EXERCISES TO COMPLETE
A. In the sculpture interview, which organic work does M.K. say Anthony Caro made early on?
B. Write the next part of the sculpture interview, picking up after its final sentence.

Anthony Caro also used to work a little like Germaine Richier in the beginning. He made the Cigarette smoker, an organic work, but later when he met Smith he started to get involved with the shapes and forms, and maybe in a way even drawings. David Smith used to make a lot of shapes. What remained was the negative, and the negative was a solid shape; the sculptures were then more like drawings.

T.H. You are referring to the initial formal contours?

M.K.: Yes the intial contour, but the contour actually was not there because of the technique of the spray. The contour was not clear, and what was clear was only the line of the form; the surrounding.

I think for Caro it all developed out of drawing his work. For David Smith it was different from Anthony Caro. Smith was concerned with the relation of the sculpture to the subject, but Caro was more aesthetically concerned with form and shape. When Edward F. Frey wrote about Smith, Caro and me he related me more to Smith than to Caro and maybe it’s true. [2] Maybe Caro is more «abstract» but my point is that sculpture cannot be completely abstract.

COLLECTED MATERIAL
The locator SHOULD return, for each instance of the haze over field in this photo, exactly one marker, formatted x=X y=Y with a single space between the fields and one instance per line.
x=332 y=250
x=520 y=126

RESULTS FOR EACH TASK
A. The Cigarette smoker.

B.
T.H.: Maybe we should here go back to the Kantian position on modernism by Clement Greenberg, who spoke about two constitutive conventions or norms in modernist painting: flatness and the delimitation of flatness. While Caro’s sculpture, as Fried argued, did not draw attention to the objecthood of the material – while he respected the internal structure of sculpture – Smith would have at the same time allowed a more pictorial dimension in his sculptural works. I have the impression that what you call «attitude» exceeds the demand of any logical relation of the medium and its questionable pretension of a visual density; as if there is a critical sculptural imagination that goes beyond the self-criticism of structural abstractness in modernist art. After all, both Caro and Fried were maybe not concerned with how the attitude affects the shape, and I think this is very important in your case.